→ **Passage given**:

Microsoft is killing MSN Live and Messenger. Google has killed off services and solutions. Windows 8 is part of a huge MS screw up where they are trying to align devices. This isn't a fit for their windows, so windows has had to go through the disaster that is called 8.
Phones, Xbox, PC and Tablet all with the same dire 'Modern *Cough Metro *cough* UI - and they killed zune which could have used the same. Their store is a disaster, as are the applications - and the development platform where you write once and deploy across devices is pure fantasy land.
Xbox depending one how much fiddling you do on the accounting side has lost MS billions. Its now at the end of the current machine design lifespan. And the high street market in the UK where they used to sell into is a disaster area. They are currently basically giving away 8 for peanuts, and only doing so has generated sales. They give away office in surface, because its so utterly broken and can't operate with add ins and stuff people need that they would not get away with charging for it.

→ **Exercise task**:
Reproduce the passage on Microsoft above word for word, in full.

→ **Records shown**:
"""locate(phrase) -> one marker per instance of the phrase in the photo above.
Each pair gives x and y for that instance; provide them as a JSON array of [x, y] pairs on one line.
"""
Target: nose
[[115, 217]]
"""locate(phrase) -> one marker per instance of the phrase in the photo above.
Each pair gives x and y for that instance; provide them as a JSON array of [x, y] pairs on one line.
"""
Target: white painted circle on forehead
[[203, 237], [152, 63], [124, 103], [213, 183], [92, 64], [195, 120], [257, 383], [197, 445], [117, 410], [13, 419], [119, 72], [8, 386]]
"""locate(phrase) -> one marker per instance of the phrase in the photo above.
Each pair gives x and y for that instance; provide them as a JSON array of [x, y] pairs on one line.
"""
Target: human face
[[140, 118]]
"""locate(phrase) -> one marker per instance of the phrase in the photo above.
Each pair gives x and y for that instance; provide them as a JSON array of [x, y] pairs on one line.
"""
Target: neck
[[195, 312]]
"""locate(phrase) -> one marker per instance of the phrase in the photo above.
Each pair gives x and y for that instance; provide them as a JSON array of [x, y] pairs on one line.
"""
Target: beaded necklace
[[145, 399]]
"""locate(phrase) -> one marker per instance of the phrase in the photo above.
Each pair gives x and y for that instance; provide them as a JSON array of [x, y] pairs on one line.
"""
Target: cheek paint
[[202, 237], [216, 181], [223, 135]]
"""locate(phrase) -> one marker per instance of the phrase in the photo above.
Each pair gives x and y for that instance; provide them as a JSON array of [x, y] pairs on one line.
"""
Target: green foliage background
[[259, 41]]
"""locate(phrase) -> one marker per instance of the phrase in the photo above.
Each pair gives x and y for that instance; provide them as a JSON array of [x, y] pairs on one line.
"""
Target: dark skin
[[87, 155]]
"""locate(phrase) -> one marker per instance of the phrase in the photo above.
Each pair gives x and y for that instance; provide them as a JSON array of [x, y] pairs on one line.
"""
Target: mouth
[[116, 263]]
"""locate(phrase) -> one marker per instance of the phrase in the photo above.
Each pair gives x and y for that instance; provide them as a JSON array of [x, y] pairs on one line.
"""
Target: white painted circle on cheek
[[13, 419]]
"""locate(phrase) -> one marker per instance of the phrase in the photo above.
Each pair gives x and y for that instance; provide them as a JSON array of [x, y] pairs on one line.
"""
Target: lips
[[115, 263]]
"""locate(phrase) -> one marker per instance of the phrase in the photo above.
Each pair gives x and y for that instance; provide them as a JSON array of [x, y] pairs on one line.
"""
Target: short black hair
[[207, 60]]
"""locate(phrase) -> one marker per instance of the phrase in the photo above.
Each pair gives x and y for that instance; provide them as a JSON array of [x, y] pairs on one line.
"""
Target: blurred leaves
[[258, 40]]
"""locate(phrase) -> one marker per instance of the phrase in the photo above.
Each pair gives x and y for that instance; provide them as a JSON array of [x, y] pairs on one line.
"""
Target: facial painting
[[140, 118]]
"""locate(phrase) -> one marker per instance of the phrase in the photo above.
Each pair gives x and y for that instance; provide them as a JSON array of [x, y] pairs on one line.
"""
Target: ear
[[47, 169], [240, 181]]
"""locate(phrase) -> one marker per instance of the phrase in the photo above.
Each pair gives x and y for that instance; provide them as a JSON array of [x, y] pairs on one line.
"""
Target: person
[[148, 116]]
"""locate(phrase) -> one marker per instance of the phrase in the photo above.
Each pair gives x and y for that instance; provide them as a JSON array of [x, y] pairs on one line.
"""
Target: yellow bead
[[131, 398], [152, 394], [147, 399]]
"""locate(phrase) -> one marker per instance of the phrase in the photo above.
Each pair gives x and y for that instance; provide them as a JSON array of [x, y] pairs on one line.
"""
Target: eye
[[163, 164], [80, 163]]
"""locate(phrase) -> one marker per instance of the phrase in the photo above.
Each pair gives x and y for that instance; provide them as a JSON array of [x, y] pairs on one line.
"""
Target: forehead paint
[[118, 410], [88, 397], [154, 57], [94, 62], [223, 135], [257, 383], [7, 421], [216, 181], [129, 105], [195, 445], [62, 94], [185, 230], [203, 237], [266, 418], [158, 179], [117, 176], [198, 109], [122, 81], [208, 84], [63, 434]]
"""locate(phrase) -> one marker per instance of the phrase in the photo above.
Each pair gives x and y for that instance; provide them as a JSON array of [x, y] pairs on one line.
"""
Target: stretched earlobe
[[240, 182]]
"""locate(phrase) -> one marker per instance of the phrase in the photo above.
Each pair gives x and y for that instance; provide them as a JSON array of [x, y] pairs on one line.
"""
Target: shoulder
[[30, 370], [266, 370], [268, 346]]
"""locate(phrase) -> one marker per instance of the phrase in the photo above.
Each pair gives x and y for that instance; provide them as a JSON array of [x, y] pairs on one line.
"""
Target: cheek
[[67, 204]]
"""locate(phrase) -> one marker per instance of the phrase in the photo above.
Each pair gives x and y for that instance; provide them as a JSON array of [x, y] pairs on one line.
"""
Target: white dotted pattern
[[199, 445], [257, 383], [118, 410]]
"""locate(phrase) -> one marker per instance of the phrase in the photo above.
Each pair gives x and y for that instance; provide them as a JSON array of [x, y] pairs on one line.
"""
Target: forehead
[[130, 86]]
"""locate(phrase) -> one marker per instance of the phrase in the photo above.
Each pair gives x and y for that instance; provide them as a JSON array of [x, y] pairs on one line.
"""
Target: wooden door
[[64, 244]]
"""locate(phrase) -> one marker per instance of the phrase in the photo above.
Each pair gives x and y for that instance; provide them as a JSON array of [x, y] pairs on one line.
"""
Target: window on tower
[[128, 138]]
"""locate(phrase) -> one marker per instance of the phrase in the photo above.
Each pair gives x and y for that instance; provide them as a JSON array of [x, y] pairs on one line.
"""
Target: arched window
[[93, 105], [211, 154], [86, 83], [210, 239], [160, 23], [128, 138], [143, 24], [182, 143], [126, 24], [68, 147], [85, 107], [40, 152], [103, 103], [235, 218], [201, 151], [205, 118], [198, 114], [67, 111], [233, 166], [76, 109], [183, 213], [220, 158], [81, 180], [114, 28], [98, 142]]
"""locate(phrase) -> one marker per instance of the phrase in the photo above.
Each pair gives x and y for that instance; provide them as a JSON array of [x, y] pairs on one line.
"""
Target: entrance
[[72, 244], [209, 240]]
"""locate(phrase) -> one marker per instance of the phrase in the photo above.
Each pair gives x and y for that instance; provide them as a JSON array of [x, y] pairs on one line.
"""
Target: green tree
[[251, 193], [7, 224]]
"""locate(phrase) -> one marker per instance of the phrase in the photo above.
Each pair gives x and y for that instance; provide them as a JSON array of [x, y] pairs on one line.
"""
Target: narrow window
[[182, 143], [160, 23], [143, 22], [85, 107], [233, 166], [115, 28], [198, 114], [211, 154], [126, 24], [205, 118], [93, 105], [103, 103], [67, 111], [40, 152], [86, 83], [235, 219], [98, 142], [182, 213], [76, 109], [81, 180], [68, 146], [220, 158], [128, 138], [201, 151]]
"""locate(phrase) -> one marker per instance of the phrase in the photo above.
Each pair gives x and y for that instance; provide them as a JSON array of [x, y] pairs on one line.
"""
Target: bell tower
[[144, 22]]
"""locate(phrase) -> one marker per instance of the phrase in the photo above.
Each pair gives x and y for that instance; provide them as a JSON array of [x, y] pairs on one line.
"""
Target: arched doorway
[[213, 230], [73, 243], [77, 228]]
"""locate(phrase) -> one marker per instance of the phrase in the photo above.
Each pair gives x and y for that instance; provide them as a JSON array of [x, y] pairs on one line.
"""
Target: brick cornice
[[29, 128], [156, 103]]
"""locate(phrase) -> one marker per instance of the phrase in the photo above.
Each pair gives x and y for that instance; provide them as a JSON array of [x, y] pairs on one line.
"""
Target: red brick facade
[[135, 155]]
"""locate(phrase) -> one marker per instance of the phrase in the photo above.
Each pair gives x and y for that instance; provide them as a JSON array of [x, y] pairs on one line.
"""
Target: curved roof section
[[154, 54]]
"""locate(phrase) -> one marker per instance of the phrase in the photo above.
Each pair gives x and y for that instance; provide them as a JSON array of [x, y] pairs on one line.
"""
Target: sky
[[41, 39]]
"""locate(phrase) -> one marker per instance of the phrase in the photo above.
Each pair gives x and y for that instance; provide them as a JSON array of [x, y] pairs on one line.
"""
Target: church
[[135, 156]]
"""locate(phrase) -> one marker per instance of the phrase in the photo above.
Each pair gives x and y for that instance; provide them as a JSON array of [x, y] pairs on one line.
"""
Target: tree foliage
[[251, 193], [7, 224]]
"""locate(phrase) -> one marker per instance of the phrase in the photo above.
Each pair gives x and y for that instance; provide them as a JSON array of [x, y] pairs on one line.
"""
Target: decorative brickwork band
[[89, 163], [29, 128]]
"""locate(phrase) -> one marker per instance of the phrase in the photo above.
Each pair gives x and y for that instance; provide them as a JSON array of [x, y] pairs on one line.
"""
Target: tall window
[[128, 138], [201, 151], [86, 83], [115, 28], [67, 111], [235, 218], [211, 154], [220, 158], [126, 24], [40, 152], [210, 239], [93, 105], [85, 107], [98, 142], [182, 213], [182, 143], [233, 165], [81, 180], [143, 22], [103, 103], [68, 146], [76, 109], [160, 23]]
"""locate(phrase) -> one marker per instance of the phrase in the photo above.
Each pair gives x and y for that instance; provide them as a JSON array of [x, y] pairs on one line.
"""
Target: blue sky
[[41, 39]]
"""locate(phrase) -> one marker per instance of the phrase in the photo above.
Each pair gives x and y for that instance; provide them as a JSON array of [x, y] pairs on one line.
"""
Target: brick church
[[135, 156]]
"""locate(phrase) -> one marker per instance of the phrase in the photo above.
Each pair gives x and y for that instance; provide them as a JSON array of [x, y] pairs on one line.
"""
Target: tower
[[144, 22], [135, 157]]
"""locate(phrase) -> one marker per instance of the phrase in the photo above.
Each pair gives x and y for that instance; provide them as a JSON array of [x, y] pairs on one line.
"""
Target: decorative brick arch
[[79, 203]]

→ **Problem solution**:
Microsoft is killing MSN Live and Messenger. Google has killed off services and solutions. Windows 8 is part of a huge MS screw up where they are trying to align devices. This isn't a fit for their windows, so windows has had to go through the disaster that is called 8.
Phones, Xbox, PC and Tablet all with the same dire 'Modern *Cough Metro *cough* UI - and they killed zune which could have used the same. Their store is a disaster, as are the applications - and the development platform where you write once and deploy across devices is pure fantasy land.
Xbox depending one how much fiddling you do on the accounting side has lost MS billions. Its now at the end of the current machine design lifespan. And the high street market in the UK where they used to sell into is a disaster area. They are currently basically giving away 8 for peanuts, and only doing so has generated sales. They give away office in surface, because its so utterly broken and can't operate with add ins and stuff people need that they would not get away with charging for it.